- Exercise description: Collect every line of the data below that contains the word "jacket".
— start of Provided records —
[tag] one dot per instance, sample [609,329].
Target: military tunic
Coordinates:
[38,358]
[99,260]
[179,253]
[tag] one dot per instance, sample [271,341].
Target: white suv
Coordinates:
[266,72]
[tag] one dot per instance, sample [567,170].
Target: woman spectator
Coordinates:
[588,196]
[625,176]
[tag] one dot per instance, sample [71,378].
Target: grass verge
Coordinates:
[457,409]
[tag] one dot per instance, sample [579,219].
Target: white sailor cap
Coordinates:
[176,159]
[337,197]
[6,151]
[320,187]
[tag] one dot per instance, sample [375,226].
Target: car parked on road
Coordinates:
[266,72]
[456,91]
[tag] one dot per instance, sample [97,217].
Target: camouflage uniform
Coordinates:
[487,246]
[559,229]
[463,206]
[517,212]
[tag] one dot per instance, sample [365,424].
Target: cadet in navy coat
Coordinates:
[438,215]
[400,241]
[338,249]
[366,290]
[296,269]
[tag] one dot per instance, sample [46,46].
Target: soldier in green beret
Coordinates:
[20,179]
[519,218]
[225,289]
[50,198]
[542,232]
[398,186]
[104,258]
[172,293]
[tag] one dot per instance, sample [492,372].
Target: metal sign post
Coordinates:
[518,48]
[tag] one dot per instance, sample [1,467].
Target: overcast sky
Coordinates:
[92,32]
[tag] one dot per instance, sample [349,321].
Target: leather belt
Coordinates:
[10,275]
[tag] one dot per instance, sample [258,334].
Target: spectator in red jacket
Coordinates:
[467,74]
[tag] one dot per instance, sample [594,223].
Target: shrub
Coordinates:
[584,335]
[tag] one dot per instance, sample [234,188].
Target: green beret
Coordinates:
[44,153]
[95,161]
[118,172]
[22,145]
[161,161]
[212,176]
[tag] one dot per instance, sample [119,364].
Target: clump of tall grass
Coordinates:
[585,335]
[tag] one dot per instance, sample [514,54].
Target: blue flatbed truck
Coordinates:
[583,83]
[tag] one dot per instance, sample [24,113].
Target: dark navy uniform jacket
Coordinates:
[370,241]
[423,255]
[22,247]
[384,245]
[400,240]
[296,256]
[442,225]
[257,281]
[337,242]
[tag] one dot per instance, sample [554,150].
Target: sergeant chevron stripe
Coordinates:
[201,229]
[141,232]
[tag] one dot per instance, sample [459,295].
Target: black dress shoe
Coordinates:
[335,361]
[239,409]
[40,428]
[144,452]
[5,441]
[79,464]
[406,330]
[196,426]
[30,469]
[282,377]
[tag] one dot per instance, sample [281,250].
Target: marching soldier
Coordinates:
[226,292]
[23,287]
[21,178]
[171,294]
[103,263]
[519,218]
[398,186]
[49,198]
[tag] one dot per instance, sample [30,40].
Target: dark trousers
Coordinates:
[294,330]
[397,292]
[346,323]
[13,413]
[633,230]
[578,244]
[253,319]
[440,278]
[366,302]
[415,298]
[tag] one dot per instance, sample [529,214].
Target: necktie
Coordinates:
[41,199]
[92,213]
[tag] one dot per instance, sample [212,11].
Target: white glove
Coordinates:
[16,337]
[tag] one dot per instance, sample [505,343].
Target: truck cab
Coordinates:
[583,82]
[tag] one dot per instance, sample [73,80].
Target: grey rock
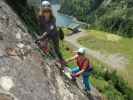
— end of Provided records —
- Answer to this exercise:
Target: spectator in red jacket
Target: dark navy uniform jacket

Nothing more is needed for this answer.